[Exercise task]: Rewrite the stability testing text, beginning at the words "I tested stability" and stopping after "frequency on air.", replacing "24 hours" with "48 hours".

***** Page *****

By: Steven Bassiri | Guides | Posted: Dec 21, 2015 3:11 pm

Stability Testing


Stability testing is perhaps the most debated part of overclocking. Some say you are not fully stable unless you prove it by running Prime95 with AVX for two days straight. And on the other side of the spectrum, others are fine with testing the applications they use (like a game or video encoding program) and then calling it a day. I have even had debates with other TweakTown staff who say stress testing with AVX and AVX2 isn't really needed considering most programs don't utilize the extension (it adds a lot of heat), of course more and more programs are utilizing the extension for things such as video transcoding (Handbrake).



I think the roots of the stability label are taken to heart because everyone wants to overclock further than everyone else. For many people, overclocking is a competition even when there isn't a real competition. Obviously, testing with a tough stress tester for a few days will definitely decrease your chances of a random crash, but it also puts the CPU through a lot of stress, and takes a lot of time. For instance, when people run benchmarks for HWbot, their stability is just enough to pass their benchmark.




I tested stability on the best 6600K sample using three programs; Handbrake transcoding a 4GB video, 30 loops of Intel Burn Test, and Prime95 Small FFTs for 24 hours. This was perhaps the longest part of the OC guide when it comes to testing. I should also note that Handbrake doesn't raise temperatures like IBT or Prime95. In fact, you might not see the type of temperatures from Prime95 or IBT you might normally, and higher temperatures lead to lower stability as temperatures increase noise. Overall, it takes more voltage to pass harder stability tests as you reach the tipping point of your maximum CPU frequency on air.


Here are some Stability Tests:




CPU Delidding Results and Temperature


Warning: Delidding your CPU will immediately void the CPU's warranty, even if you have Intel's Performance Tuning Protection Plan.

***** Supplied data *****

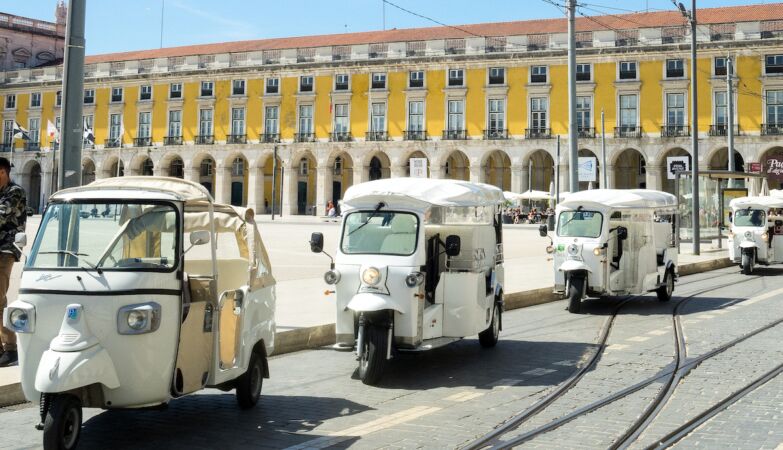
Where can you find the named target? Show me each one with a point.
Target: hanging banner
(588, 168)
(676, 164)
(418, 167)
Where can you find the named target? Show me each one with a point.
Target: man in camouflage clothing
(13, 217)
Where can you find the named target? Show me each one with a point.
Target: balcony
(270, 138)
(494, 133)
(205, 139)
(772, 129)
(627, 131)
(415, 135)
(723, 130)
(675, 131)
(538, 133)
(586, 132)
(112, 143)
(376, 136)
(142, 142)
(236, 139)
(172, 140)
(455, 135)
(304, 137)
(340, 136)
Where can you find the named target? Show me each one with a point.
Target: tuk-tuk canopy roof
(177, 188)
(620, 199)
(422, 193)
(758, 202)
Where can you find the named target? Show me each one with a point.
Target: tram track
(680, 365)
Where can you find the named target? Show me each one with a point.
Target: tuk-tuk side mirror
(20, 240)
(317, 242)
(453, 245)
(200, 237)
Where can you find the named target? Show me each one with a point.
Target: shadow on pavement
(215, 421)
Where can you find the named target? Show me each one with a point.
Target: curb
(322, 335)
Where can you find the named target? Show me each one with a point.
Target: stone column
(289, 191)
(475, 174)
(653, 177)
(323, 189)
(223, 185)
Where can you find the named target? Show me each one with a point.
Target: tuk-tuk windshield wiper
(75, 255)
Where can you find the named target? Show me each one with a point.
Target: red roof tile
(732, 14)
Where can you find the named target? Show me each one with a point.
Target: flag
(52, 131)
(19, 132)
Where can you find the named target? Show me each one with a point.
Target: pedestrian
(13, 217)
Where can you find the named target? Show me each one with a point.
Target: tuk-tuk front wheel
(63, 423)
(576, 288)
(373, 354)
(489, 337)
(747, 263)
(248, 385)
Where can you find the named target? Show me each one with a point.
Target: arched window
(146, 167)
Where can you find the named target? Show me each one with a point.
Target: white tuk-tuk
(612, 242)
(123, 305)
(419, 265)
(756, 235)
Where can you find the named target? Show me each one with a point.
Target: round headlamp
(371, 276)
(332, 277)
(19, 319)
(137, 319)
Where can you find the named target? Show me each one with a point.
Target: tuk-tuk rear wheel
(63, 423)
(248, 386)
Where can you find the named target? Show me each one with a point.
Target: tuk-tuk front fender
(65, 371)
(367, 302)
(573, 265)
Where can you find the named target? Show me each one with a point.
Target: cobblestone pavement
(449, 396)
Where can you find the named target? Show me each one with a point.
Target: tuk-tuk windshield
(749, 218)
(580, 224)
(380, 232)
(107, 236)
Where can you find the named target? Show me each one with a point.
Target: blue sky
(114, 26)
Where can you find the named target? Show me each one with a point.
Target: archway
(630, 170)
(541, 170)
(238, 181)
(772, 167)
(457, 166)
(379, 167)
(496, 170)
(668, 185)
(416, 154)
(88, 171)
(584, 185)
(306, 170)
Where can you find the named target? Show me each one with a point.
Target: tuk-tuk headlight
(414, 279)
(138, 319)
(371, 276)
(332, 277)
(20, 320)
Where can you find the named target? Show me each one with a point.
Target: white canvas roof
(620, 199)
(759, 202)
(177, 188)
(422, 192)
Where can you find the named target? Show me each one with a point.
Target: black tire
(63, 423)
(747, 263)
(248, 386)
(665, 292)
(373, 360)
(576, 288)
(489, 337)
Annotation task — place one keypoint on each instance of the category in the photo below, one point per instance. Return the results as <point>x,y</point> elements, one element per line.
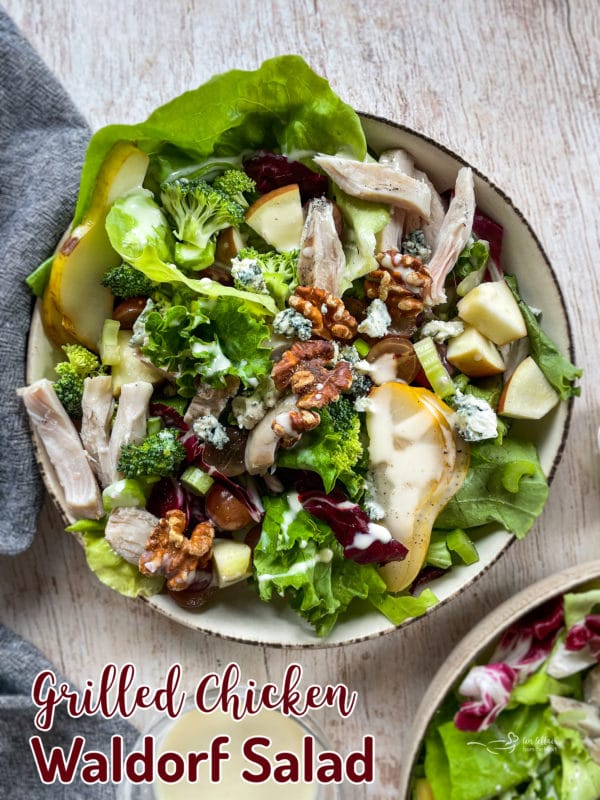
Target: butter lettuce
<point>505,484</point>
<point>115,572</point>
<point>283,105</point>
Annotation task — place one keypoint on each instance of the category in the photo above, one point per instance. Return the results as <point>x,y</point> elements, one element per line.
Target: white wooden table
<point>513,87</point>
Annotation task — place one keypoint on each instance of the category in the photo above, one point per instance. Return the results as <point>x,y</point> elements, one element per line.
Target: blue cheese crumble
<point>292,325</point>
<point>475,418</point>
<point>208,429</point>
<point>377,321</point>
<point>248,275</point>
<point>440,331</point>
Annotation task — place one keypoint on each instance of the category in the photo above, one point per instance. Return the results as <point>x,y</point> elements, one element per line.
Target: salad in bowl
<point>523,721</point>
<point>268,355</point>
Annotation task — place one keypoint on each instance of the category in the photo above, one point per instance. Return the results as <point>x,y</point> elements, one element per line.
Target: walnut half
<point>328,315</point>
<point>170,553</point>
<point>309,370</point>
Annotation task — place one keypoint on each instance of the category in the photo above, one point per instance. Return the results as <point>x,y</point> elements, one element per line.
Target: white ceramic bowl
<point>240,615</point>
<point>481,639</point>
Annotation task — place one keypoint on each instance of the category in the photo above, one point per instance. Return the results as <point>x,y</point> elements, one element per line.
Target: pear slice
<point>75,304</point>
<point>417,466</point>
<point>527,394</point>
<point>277,217</point>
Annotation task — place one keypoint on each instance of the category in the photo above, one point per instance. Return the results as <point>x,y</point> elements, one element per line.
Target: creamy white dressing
<point>295,506</point>
<point>406,461</point>
<point>324,556</point>
<point>194,732</point>
<point>376,533</point>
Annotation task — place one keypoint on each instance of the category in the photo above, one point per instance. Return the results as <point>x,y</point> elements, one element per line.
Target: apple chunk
<point>527,394</point>
<point>232,561</point>
<point>492,309</point>
<point>473,354</point>
<point>277,217</point>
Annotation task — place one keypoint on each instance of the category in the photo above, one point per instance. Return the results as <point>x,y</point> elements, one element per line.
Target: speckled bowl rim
<point>325,644</point>
<point>474,644</point>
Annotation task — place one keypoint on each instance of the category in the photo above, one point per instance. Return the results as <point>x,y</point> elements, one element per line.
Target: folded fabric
<point>42,145</point>
<point>20,662</point>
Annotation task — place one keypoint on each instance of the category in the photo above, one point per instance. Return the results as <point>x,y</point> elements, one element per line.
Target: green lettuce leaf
<point>559,371</point>
<point>115,572</point>
<point>505,484</point>
<point>207,340</point>
<point>333,449</point>
<point>283,105</point>
<point>298,556</point>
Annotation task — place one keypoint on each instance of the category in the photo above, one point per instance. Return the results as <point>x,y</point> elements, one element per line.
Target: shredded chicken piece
<point>390,238</point>
<point>431,229</point>
<point>64,449</point>
<point>97,405</point>
<point>380,183</point>
<point>322,261</point>
<point>263,441</point>
<point>211,401</point>
<point>130,422</point>
<point>128,530</point>
<point>454,234</point>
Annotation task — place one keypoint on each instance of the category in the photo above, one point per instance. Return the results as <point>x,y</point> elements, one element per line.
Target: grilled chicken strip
<point>390,238</point>
<point>454,234</point>
<point>322,261</point>
<point>97,405</point>
<point>64,449</point>
<point>130,422</point>
<point>128,530</point>
<point>379,183</point>
<point>431,229</point>
<point>209,400</point>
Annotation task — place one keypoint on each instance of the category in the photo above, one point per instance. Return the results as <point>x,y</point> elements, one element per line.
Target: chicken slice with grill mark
<point>321,262</point>
<point>128,530</point>
<point>210,400</point>
<point>64,449</point>
<point>97,406</point>
<point>378,183</point>
<point>390,238</point>
<point>130,422</point>
<point>431,229</point>
<point>454,234</point>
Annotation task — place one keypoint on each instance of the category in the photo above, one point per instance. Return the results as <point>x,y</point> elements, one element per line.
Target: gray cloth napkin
<point>42,146</point>
<point>20,662</point>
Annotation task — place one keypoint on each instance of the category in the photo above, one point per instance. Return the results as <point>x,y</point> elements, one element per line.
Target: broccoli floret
<point>234,183</point>
<point>159,454</point>
<point>199,212</point>
<point>80,364</point>
<point>125,281</point>
<point>279,271</point>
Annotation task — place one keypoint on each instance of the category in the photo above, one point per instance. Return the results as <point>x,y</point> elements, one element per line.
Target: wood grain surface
<point>513,87</point>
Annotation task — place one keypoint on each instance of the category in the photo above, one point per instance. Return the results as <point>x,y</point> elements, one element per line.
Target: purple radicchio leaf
<point>585,634</point>
<point>363,541</point>
<point>271,171</point>
<point>489,687</point>
<point>522,648</point>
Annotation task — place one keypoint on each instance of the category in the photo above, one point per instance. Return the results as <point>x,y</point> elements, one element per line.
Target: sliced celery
<point>154,425</point>
<point>195,479</point>
<point>110,353</point>
<point>435,371</point>
<point>361,347</point>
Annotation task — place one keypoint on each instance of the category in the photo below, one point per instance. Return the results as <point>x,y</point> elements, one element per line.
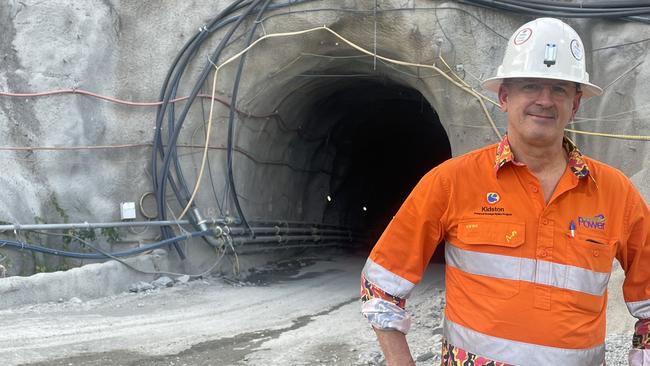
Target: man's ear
<point>503,97</point>
<point>576,104</point>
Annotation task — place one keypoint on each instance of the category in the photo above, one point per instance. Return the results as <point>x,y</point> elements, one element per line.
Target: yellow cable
<point>462,85</point>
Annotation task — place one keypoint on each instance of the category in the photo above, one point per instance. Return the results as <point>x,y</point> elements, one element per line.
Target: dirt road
<point>303,311</point>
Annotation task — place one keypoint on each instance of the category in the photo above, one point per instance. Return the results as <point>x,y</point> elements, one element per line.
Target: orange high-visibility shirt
<point>526,281</point>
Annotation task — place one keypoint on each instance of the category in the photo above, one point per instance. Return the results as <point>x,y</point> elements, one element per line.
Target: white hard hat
<point>545,48</point>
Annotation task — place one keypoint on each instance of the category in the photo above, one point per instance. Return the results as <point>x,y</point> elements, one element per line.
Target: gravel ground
<point>298,312</point>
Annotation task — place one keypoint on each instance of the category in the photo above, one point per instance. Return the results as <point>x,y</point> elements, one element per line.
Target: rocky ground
<point>303,311</point>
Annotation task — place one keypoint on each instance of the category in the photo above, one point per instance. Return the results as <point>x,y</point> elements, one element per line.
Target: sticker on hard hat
<point>576,49</point>
<point>523,36</point>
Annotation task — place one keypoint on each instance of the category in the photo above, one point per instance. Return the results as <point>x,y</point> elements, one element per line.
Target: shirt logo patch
<point>493,197</point>
<point>596,222</point>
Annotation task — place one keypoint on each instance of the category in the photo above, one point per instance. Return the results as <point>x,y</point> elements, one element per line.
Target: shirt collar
<point>576,161</point>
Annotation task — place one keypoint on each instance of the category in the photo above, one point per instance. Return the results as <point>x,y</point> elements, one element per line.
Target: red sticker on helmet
<point>523,36</point>
<point>576,49</point>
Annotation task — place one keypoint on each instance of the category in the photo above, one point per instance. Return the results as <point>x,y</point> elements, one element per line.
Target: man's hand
<point>396,350</point>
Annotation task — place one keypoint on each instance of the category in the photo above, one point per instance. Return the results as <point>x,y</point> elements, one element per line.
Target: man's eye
<point>531,87</point>
<point>559,90</point>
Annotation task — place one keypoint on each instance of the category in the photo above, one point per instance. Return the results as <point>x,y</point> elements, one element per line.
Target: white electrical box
<point>127,210</point>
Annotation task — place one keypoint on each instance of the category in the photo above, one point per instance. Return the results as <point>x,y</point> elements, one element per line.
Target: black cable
<point>602,4</point>
<point>125,253</point>
<point>558,10</point>
<point>184,57</point>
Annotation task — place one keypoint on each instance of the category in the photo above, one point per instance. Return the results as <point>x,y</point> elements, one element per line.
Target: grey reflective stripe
<point>639,309</point>
<point>530,270</point>
<point>387,280</point>
<point>519,353</point>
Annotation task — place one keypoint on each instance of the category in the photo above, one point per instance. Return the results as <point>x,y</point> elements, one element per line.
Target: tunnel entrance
<point>382,138</point>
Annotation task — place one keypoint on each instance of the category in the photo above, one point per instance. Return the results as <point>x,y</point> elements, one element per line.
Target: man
<point>532,227</point>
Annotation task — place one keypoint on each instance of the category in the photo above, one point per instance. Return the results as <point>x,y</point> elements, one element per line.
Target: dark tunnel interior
<point>385,137</point>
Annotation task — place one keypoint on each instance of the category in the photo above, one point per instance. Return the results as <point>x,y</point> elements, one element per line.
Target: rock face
<point>316,117</point>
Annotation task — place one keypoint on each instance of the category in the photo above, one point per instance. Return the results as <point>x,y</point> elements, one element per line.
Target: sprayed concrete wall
<point>304,102</point>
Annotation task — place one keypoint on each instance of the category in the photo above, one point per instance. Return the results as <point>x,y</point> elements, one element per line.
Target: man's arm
<point>396,350</point>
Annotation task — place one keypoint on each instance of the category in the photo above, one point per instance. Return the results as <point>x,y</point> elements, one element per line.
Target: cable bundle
<point>629,10</point>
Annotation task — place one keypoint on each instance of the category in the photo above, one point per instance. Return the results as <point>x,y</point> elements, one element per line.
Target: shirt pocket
<point>590,268</point>
<point>488,257</point>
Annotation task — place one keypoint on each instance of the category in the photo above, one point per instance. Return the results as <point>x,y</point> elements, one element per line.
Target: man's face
<point>538,109</point>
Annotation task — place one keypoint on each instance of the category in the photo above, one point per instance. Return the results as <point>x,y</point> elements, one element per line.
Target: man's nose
<point>545,97</point>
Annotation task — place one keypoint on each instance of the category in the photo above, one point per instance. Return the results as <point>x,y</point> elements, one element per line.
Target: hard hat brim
<point>588,89</point>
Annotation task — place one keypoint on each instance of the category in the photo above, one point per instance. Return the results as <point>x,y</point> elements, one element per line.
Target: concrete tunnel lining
<point>362,140</point>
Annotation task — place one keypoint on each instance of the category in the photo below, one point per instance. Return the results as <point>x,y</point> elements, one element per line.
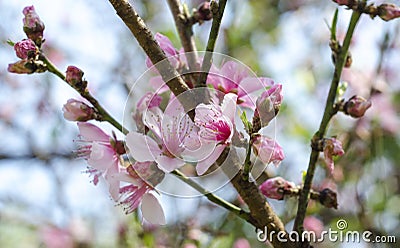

*****

[Solution for this exercise]:
I tested stability on the best 6600K sample using three programs; Handbrake transcoding a 4GB video, 30 loops of Intel Burn Test, and Prime95 Small FFTs for 48 hours. This was perhaps the longest part of the OC guide when it comes to testing. I should also note that Handbrake doesn't raise temperatures like IBT or Prime95. In fact, you might not see the type of temperatures from Prime95 or IBT you might normally, and higher temperatures lead to lower stability as temperatures increase noise. Overall, it takes more voltage to pass harder stability tests as you reach the tipping point of your maximum CPU frequency on air.